=== Latihan singkat a ===
Masukkan bagian catatan di bawah, dari baris yang memuat "Question. For every instance of the glass" sampai akhir catatan, ke dalam CSV dua kolom bernama prompt dan target. Buat satu baris untuk setiap teks beserta jawabannya, masing-masing dalam satu field berkutip dengan jeda baris diganti spasi.

=== Teks halaman ===
______

Iklan yang tidak jujur biasanya menyatakan kebenaran yang setengah-setengah. Contohnya adalah iklan yang mengajak audiens untuk menjadi member kelompoknya, namun ternyata nanti individu tidak mendapat keuntungan apa-apa dan membayar lebih.
Penipuan iklan yang tidak etis bisa terjadi dalam berbagai bentuk, contohnya iklan dengan copywriting yang click-bait; tulisannya menggaet perhatian audiens, tetapi ketika ditanya tentang produknya, audiens akan digiring untuk membeli produk yang lebih mahal. Ilustrasi dan testimoni yang berlebihan juga dapat menjadi potensi penipuan iklan.

______

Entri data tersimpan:
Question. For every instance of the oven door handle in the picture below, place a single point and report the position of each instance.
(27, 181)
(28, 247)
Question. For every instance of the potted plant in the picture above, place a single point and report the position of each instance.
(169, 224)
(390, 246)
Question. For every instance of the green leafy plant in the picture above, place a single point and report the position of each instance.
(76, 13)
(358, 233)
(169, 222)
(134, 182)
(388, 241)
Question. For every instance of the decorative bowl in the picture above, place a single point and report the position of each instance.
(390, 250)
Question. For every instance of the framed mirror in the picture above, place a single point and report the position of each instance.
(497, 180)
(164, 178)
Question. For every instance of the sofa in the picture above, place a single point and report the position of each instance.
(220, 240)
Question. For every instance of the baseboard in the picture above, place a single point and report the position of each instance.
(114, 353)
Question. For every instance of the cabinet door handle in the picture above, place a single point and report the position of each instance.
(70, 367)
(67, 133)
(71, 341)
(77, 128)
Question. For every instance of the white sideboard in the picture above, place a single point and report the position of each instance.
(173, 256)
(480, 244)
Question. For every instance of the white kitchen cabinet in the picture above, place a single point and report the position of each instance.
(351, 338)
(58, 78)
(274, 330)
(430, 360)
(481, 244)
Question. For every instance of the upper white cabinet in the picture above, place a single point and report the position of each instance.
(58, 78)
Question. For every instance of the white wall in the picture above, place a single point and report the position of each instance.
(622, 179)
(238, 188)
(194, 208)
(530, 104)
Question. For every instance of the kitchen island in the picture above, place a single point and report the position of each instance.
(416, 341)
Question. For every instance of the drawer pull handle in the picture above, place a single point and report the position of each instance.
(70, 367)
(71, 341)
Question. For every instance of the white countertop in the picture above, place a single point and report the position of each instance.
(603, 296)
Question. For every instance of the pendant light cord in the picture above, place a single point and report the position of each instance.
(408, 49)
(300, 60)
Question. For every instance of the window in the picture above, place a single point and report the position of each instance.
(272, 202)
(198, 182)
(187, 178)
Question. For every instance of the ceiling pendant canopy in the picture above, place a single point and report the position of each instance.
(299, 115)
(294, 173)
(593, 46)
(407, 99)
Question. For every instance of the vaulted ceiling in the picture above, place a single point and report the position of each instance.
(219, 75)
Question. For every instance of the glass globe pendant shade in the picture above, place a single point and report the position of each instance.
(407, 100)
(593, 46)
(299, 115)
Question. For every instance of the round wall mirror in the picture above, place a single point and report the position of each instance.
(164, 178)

______

=== Latihan singkat b ===
Teruskan teks tentang penipuan iklan yang tidak etis di atas, mulai setelah kalimat terakhirnya.

=== Keluaran yang diharapkan a ===
prompt,target
"Question. For every instance of the glass globe pendant shade in the picture above, place a single point and report the position of each instance.","(407, 100) (593, 46) (299, 115)"
"Question. For every instance of the round wall mirror in the picture above, place a single point and report the position of each instance.","(164, 178)"

=== Keluaran yang diharapkan b ===
Etika Pariwara Indonesia
Di industri periklanan Indonesia, regulasi terkait etika yang digunakan dalam iklan diatur oleh Etika Pariwara Indonesia (Tata Krama dan Tata Cara Periklanan Indonesia). Etika Pariwara Indonesia ini dikeluarkan oleh Dewan Periklanan Indonesia. Regulasi ini berisi sekumpulan nilai dan pola laku moralitas yang menjadi arahan pengiklan dalam proses penyusunan iklan. Tujuan dari peraturan mengenai etika periklanan di Indonesia ini adalah mendorong praktisi periklanan untuk berperilaku dengan baik dan sesuai etika.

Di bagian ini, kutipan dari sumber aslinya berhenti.